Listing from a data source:
=== Begin Enclosure ===

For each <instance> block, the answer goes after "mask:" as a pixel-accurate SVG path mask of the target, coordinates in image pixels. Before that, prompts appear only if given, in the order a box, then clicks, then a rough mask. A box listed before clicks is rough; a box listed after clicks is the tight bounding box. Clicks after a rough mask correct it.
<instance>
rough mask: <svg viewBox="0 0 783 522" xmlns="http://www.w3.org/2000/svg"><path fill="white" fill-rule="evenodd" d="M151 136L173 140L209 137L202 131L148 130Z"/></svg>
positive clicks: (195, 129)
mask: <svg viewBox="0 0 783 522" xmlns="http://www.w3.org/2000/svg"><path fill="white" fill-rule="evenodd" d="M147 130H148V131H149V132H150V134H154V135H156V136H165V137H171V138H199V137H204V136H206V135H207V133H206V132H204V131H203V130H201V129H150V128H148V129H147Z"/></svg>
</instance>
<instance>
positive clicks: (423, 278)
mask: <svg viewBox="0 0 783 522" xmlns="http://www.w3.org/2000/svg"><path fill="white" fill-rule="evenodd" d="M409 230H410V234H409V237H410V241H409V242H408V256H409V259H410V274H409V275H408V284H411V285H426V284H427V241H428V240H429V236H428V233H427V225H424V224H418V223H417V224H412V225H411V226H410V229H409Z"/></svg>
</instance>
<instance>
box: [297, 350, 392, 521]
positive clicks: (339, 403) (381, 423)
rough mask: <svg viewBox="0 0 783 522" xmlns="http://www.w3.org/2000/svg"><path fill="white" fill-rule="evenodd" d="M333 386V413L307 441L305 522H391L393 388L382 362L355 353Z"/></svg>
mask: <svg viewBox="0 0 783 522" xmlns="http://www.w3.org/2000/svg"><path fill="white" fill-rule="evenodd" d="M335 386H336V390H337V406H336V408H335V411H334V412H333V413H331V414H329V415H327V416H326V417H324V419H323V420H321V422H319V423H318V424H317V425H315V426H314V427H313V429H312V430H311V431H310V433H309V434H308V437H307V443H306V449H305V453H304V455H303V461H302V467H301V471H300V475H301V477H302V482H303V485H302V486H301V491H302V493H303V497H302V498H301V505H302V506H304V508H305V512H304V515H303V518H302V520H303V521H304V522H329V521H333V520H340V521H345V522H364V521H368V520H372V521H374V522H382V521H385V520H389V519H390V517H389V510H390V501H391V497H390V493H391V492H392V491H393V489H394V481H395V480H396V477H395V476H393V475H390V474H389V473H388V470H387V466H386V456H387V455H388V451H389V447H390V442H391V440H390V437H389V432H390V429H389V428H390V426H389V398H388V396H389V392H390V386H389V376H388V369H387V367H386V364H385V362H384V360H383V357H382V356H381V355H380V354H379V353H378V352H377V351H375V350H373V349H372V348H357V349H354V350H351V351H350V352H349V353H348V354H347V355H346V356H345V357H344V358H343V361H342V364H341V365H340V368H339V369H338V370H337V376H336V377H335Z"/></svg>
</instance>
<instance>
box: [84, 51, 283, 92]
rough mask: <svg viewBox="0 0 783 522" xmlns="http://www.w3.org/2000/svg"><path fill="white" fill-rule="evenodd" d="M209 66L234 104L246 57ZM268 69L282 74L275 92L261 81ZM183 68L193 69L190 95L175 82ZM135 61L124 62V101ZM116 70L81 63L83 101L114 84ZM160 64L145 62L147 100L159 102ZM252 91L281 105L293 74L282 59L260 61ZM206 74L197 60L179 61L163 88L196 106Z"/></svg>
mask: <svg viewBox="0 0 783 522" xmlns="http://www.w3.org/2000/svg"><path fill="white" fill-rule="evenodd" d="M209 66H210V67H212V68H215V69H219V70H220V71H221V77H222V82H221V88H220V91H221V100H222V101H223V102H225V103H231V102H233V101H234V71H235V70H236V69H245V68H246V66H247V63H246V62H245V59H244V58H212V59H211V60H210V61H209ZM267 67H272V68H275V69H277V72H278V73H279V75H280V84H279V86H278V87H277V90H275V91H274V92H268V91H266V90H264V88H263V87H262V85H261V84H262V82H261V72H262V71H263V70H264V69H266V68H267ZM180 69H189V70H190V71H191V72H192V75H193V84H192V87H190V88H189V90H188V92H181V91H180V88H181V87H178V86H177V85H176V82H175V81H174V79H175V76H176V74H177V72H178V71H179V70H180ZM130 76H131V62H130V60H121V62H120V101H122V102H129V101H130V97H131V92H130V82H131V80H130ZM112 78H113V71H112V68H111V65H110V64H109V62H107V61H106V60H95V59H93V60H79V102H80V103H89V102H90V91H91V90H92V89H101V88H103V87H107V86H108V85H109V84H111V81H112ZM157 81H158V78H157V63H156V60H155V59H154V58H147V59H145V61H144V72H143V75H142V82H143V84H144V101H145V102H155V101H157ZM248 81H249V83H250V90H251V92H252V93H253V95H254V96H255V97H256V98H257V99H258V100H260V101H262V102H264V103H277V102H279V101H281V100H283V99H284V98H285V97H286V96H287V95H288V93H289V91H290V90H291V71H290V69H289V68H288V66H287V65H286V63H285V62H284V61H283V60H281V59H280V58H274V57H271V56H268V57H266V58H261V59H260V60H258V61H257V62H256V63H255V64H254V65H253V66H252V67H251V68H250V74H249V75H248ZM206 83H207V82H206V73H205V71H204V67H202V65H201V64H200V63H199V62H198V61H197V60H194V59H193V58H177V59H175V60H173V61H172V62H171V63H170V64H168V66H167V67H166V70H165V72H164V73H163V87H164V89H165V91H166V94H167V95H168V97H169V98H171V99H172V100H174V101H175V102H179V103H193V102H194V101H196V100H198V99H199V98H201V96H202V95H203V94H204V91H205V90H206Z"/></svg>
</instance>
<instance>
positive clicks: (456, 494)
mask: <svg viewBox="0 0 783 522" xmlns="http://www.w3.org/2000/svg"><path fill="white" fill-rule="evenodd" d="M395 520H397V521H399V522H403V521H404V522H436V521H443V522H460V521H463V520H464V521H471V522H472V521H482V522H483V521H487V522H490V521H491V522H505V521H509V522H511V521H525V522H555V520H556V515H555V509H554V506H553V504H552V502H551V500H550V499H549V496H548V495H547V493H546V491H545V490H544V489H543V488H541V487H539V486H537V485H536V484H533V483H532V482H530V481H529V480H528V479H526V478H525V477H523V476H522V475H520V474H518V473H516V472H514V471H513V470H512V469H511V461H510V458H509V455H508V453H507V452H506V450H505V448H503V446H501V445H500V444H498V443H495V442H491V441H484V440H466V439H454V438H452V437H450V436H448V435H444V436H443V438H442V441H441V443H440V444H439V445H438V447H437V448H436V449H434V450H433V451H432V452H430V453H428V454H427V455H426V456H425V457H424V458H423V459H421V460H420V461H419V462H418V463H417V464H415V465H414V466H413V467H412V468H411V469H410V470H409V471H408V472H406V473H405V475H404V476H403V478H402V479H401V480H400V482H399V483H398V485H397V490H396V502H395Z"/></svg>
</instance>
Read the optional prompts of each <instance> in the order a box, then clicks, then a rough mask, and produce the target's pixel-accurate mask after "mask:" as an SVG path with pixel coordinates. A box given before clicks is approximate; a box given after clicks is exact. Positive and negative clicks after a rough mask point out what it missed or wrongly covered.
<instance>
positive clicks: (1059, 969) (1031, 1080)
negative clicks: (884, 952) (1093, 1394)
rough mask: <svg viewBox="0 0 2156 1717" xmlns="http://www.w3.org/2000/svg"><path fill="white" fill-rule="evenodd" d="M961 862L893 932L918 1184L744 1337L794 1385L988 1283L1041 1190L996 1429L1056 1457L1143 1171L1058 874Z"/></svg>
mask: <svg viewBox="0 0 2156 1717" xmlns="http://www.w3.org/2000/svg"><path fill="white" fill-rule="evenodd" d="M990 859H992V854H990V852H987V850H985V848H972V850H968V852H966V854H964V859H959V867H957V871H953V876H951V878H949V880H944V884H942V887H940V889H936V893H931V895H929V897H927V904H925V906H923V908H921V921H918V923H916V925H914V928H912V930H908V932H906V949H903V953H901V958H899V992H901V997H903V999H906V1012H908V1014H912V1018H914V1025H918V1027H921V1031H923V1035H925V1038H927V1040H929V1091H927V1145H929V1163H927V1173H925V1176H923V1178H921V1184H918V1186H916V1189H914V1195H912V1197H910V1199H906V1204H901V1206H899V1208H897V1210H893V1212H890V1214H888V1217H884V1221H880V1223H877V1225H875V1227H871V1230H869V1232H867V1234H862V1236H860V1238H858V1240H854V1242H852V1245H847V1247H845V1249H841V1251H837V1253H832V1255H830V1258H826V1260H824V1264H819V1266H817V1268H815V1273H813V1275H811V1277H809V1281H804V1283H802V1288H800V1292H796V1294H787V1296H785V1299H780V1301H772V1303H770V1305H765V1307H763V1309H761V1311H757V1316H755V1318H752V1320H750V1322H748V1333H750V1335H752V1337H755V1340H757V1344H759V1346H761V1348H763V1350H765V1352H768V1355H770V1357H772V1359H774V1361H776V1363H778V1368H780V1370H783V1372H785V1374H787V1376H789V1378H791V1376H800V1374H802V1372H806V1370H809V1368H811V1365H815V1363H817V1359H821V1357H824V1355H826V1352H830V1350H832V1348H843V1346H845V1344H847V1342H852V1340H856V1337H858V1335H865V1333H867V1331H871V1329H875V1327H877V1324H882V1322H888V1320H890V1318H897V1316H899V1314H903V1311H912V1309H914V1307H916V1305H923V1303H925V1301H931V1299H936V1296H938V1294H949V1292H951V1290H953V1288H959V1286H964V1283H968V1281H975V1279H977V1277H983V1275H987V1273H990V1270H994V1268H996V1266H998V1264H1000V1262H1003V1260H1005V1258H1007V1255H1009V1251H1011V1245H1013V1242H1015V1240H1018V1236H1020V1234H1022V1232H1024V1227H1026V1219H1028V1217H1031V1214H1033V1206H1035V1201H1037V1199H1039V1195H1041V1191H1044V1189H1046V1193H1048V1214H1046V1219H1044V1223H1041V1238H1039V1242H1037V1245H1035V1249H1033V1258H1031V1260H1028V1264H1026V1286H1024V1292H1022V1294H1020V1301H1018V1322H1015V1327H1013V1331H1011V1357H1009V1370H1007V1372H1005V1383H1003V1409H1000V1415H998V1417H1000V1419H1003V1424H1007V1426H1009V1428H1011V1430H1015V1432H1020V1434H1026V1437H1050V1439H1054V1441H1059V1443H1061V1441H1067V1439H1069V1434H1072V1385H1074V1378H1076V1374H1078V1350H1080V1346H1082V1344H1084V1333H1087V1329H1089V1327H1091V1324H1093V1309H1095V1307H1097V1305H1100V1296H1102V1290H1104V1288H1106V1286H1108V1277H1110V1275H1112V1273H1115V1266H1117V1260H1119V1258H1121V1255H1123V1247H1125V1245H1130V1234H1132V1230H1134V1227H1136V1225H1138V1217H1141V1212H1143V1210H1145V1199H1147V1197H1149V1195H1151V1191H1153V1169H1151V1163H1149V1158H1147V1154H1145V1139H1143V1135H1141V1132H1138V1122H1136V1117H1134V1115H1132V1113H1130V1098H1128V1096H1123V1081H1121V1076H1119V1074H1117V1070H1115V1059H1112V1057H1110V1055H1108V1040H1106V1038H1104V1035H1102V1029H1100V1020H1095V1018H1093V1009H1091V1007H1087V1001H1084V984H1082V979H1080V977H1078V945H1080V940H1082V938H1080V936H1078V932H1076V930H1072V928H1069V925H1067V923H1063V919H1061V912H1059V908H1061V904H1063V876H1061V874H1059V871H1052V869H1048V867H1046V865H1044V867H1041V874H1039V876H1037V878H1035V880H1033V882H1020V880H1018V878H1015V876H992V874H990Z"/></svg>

=== End Enclosure ===

Pick out every line of the listing above that contains the string "clicks", matching case exactly, and copy each one out.

For each <instance> block, the answer goes after "mask:" as a pixel-accurate SVG path mask of the target, coordinates in image pixels. Before that, prompts appear only if given, in the order a box, then clicks, then a rough mask. A box listed before clicks is rough; a box listed after clicks is the tight bounding box. Clicks after a rough mask correct it.
positive clicks: (195, 129)
positive clicks: (423, 278)
positive clicks: (339, 403) (381, 423)
positive clicks: (456, 494)
Read the optional prompts of each <instance> in the order a box, then clicks, then a rough mask, and produce the target's pixel-accurate mask after "mask:" as an SVG path with pixel coordinates. A box given before clicks is approximate; a box given after clicks is exact. Positive and negative clicks after a rough mask point out what it missed or wrongly covered.
positive clicks: (1059, 969) (1031, 1080)
negative clicks: (884, 952) (1093, 1394)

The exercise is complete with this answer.